**Exercise**
Copy every line of the entries below with no changes, but leave out the pictures.

>> Begin Data records

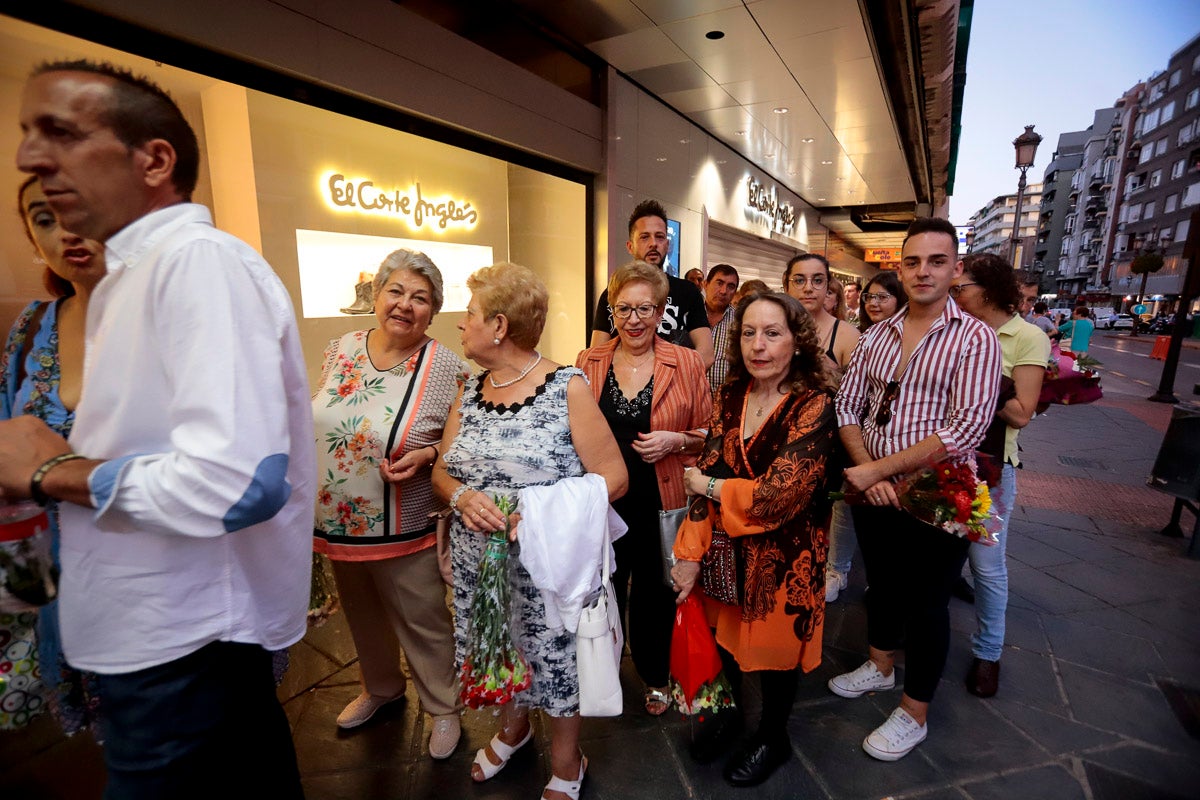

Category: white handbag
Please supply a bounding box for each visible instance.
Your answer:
[575,537,625,717]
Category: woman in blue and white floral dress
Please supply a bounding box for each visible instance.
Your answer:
[433,264,628,800]
[0,178,104,735]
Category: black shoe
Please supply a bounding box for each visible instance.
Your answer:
[688,710,742,764]
[721,736,792,787]
[950,575,974,604]
[967,658,1000,697]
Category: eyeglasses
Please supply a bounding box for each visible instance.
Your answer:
[608,302,659,319]
[875,380,900,428]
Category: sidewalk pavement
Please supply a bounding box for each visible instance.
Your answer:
[0,393,1200,800]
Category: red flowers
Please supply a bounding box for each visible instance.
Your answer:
[458,497,533,709]
[829,461,1000,545]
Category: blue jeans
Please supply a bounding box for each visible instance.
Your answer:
[967,464,1016,661]
[826,500,856,575]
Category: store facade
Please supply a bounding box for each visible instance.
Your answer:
[0,5,595,379]
[0,0,866,378]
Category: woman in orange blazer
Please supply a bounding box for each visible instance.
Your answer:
[576,261,713,716]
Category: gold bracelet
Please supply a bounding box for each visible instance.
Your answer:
[29,453,84,506]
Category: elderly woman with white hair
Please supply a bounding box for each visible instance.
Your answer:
[312,249,467,759]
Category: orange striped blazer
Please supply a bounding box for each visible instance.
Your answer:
[575,337,713,509]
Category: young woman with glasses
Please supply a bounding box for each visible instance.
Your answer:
[576,261,713,716]
[858,271,908,333]
[784,253,858,384]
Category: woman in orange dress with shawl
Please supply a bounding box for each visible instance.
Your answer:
[672,293,836,786]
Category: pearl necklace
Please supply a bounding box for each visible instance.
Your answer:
[487,350,541,389]
[620,349,654,375]
[750,392,780,417]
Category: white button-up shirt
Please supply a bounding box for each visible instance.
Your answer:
[60,204,316,674]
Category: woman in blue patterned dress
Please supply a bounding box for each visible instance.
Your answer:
[433,264,628,800]
[0,176,104,735]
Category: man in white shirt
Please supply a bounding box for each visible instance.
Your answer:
[0,61,314,799]
[704,264,738,392]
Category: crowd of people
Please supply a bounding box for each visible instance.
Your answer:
[0,61,1060,800]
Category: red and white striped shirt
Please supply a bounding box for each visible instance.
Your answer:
[835,299,1003,459]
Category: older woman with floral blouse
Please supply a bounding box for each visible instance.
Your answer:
[312,249,466,759]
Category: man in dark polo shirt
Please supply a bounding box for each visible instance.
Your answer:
[590,200,713,369]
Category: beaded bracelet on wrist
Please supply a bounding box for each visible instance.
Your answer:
[450,483,470,513]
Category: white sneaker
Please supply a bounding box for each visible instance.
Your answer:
[829,658,896,697]
[337,692,404,730]
[863,706,929,762]
[826,570,846,603]
[430,714,462,760]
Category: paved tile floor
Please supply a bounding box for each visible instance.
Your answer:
[0,396,1200,800]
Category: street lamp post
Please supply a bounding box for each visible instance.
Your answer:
[1008,125,1042,270]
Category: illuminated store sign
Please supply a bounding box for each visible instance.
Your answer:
[746,176,796,234]
[320,173,479,230]
[863,247,900,263]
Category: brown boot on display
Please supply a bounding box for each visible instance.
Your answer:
[340,272,374,314]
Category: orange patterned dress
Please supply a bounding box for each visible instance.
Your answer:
[674,381,838,672]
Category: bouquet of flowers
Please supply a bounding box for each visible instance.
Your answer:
[308,553,341,627]
[829,461,1001,545]
[671,591,733,715]
[458,495,533,709]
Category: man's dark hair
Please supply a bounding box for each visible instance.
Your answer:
[900,217,959,251]
[962,253,1021,314]
[629,200,667,237]
[704,264,742,281]
[784,253,829,287]
[30,59,200,200]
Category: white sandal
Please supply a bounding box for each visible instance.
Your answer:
[541,753,588,800]
[472,724,533,783]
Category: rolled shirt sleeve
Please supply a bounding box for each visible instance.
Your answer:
[88,239,300,536]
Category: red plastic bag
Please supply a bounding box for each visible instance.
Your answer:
[671,591,721,703]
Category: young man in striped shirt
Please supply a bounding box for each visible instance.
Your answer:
[829,217,1003,760]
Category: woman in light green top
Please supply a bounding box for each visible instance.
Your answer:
[950,254,1050,697]
[1058,306,1096,355]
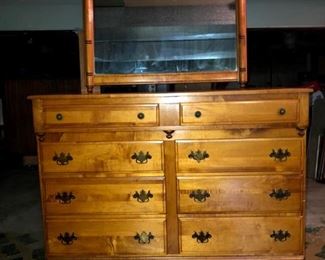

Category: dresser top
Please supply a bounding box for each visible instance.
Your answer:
[28,88,312,99]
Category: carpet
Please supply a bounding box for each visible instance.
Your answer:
[0,226,325,260]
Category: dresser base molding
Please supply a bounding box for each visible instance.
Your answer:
[48,255,305,260]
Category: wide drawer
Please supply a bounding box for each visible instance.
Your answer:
[46,219,165,257]
[178,175,302,213]
[181,99,299,125]
[176,138,303,172]
[43,104,159,127]
[43,179,165,215]
[40,142,163,172]
[180,217,304,256]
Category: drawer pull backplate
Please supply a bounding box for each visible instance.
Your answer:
[192,231,212,244]
[269,189,291,200]
[188,150,209,163]
[131,151,152,164]
[133,190,153,203]
[58,232,78,246]
[189,190,210,202]
[270,229,291,242]
[270,148,291,162]
[52,153,73,165]
[55,192,76,204]
[134,231,155,244]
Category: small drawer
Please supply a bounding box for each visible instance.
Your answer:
[46,218,165,257]
[180,217,304,256]
[178,175,302,214]
[181,99,299,125]
[43,179,165,215]
[177,138,303,173]
[44,104,159,127]
[40,142,163,173]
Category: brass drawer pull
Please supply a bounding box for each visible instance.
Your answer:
[58,232,78,246]
[270,229,291,242]
[164,130,175,139]
[188,150,209,163]
[192,231,212,244]
[131,151,152,164]
[138,112,145,120]
[133,190,153,203]
[53,153,73,165]
[56,113,63,121]
[134,231,155,245]
[55,192,76,204]
[279,108,287,116]
[269,189,291,201]
[270,148,291,162]
[190,190,210,202]
[194,111,202,118]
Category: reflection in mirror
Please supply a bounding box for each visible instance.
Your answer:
[94,0,237,74]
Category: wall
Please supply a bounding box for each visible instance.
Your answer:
[0,0,325,31]
[0,0,83,31]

>> End Data records

**Completed task**
Category: white handbag
Please supply a bounding box for each visible instance.
Your answer:
[575,537,625,717]
Category: woman in blue and white floral dress
Please supply a bounding box for each visible instance.
Your answer:
[433,264,628,800]
[0,178,104,735]
Category: black shoe
Please supply a bounding box for each visible instance.
Your answer:
[688,710,742,764]
[721,736,792,787]
[950,575,974,604]
[967,658,1000,697]
Category: eyeglasses
Please supply a bounding box for each visible instance.
Your answer:
[608,302,659,319]
[875,380,900,428]
Category: sidewalk pavement
Please supply a bounding box for each visible instance.
Your answer:
[0,393,1200,800]
Category: red flowers
Please supply a bounding box for each visible instance.
Your answer:
[458,497,533,709]
[829,461,1000,545]
Category: blue jeans
Please supply a bounding box for each visible instance.
Your answer:
[967,464,1016,661]
[826,500,856,575]
Category: store facade
Please supply a bounding box for each visible instance.
Your answer:
[0,5,595,379]
[0,0,866,378]
Category: woman in orange blazer
Please supply a bounding box for each visible instance.
Your answer:
[576,261,713,716]
Category: gold bracelet
Please supply a bounding box for each visible instance.
Your answer:
[29,453,84,506]
Category: elderly woman with white hair
Please supply a bounding box for each visible instance.
Your answer:
[312,249,467,759]
Category: orange striped blazer
Please supply a bounding box for each visible instance.
Your answer:
[575,337,713,509]
Category: young woman with glasses
Please supply a bounding box for each visible instance.
Your answer:
[576,261,713,716]
[858,271,908,333]
[784,253,858,384]
Category: woman in orange dress with shawl
Please supply a bounding box for each visible instance.
Your answer:
[672,293,836,786]
Category: pearl necklace
Please supply a bounding box for each visible instance.
Your answer:
[487,350,541,389]
[620,349,654,375]
[750,392,780,417]
Category: white button-up shirt
Please supply a bounding box for each visible instance.
Your answer:
[60,204,316,674]
Category: woman in blue patterned dress
Please supply a bounding box for each visible instance.
Your answer:
[433,264,628,800]
[0,176,104,735]
Category: man in white shirt
Please supply a bounding box for each visible instance.
Your answer:
[0,61,314,799]
[704,264,738,392]
Category: crowd of people
Please supply a bounding box for each visible instance.
Your answer:
[0,61,1060,800]
Category: red and white striped shirt
Please supply a bounding box for each visible instance.
Your answer:
[835,299,1003,459]
Category: older woman with floral blouse
Please supply a bounding box for each visible instance.
Your answer:
[312,249,466,759]
Category: man in dark polo shirt
Please supply a bounding box for each visible instance.
Your answer:
[590,200,713,369]
Category: beaded bracelet on wrist
Please supply a bounding box for each visible instance.
Your answer:
[450,483,470,513]
Category: white sneaker
Please supply a bounding box for each visible instance.
Your answer:
[829,658,896,697]
[337,692,404,730]
[863,706,929,762]
[826,570,846,603]
[430,714,462,760]
Category: paved tile floor
Please supply a bounding box for each visible instance.
Your answer:
[0,396,1200,800]
Category: street lamp post
Please supply a bounding box for each visible instance.
Your answer:
[1008,125,1042,270]
Category: illuminated store sign
Please supply a bounding box for each visible instance.
Your answer:
[746,176,796,234]
[320,173,479,230]
[863,247,900,263]
Category: brown boot on display
Please supply a bounding box for each visible instance.
Your answer:
[340,272,374,314]
Category: orange patterned dress
Please supply a bounding box for each visible instance.
Your answer:
[674,381,838,672]
Category: bouquet of flowers
Please supply a bounding box for each visible instance.
Your answer:
[308,553,341,627]
[829,461,1001,545]
[671,591,733,715]
[458,495,533,709]
Category: man's dark hair
Please supply a bounding box for each visible instance.
Your answer:
[900,217,959,251]
[962,253,1021,314]
[629,200,667,237]
[704,264,742,281]
[784,253,829,287]
[30,59,200,200]
Category: white sandal
Please supply a bounding box for each visible instance.
Your answer:
[541,753,588,800]
[472,724,533,783]
Category: rolled shirt sleeve
Please supply a bounding box for each visible instance.
Your answer:
[88,239,300,536]
Category: red plastic bag
Please supply a bounding box for each visible instance.
Your answer:
[671,591,721,703]
Category: young man in striped shirt
Please supply a bounding box for each visible instance.
Your answer:
[829,217,1003,760]
Category: woman in light green top
Please supply a bounding box for each visible instance.
Your answer:
[950,254,1050,697]
[1058,306,1096,355]

Category: dresser top
Please supply a bounding box for each visible instance.
Your answer:
[28,88,312,99]
Category: carpet
Please supply a bounding box for each visible instance.
Your answer:
[0,226,325,260]
Category: dresser base molding
Please supply a bounding box for each visible instance.
Your answer:
[48,255,305,260]
Category: wide drawer
Please supply a bounding box for each visible instance.
Your answer:
[46,219,165,257]
[178,175,302,213]
[181,99,299,125]
[176,138,303,172]
[43,104,159,127]
[43,179,165,215]
[40,142,163,172]
[180,217,304,256]
Category: drawer pull backplate
Please supply a bounding box for each visible instance.
Your answer:
[192,231,212,244]
[269,189,291,200]
[188,150,209,163]
[131,151,152,164]
[133,190,153,203]
[58,232,78,246]
[189,190,210,202]
[270,229,291,242]
[270,148,291,162]
[52,153,73,165]
[55,192,76,204]
[134,231,155,244]
Category: small drawer
Please supply a bounding box for each visible instance.
Your answer:
[46,218,165,257]
[180,217,304,256]
[178,175,302,214]
[181,99,299,125]
[43,179,165,215]
[177,138,303,173]
[44,104,159,127]
[40,142,163,173]
Category: brass drawer pull
Please supply a bounding box for each visible instance.
Your answer:
[58,232,78,246]
[270,229,291,242]
[164,130,175,139]
[188,150,209,163]
[192,231,212,244]
[131,151,152,164]
[138,112,145,120]
[133,190,153,203]
[53,153,73,165]
[56,113,63,121]
[134,231,155,245]
[55,192,76,204]
[279,108,287,116]
[269,189,291,201]
[270,148,291,162]
[190,190,210,202]
[194,111,202,118]
Category: reflection in mirror
Please supply a bounding box for each visible instance.
Your answer:
[94,0,237,74]
Category: wall
Please supply a bounding box for each visible instance.
Your answer:
[0,0,325,31]
[0,0,83,31]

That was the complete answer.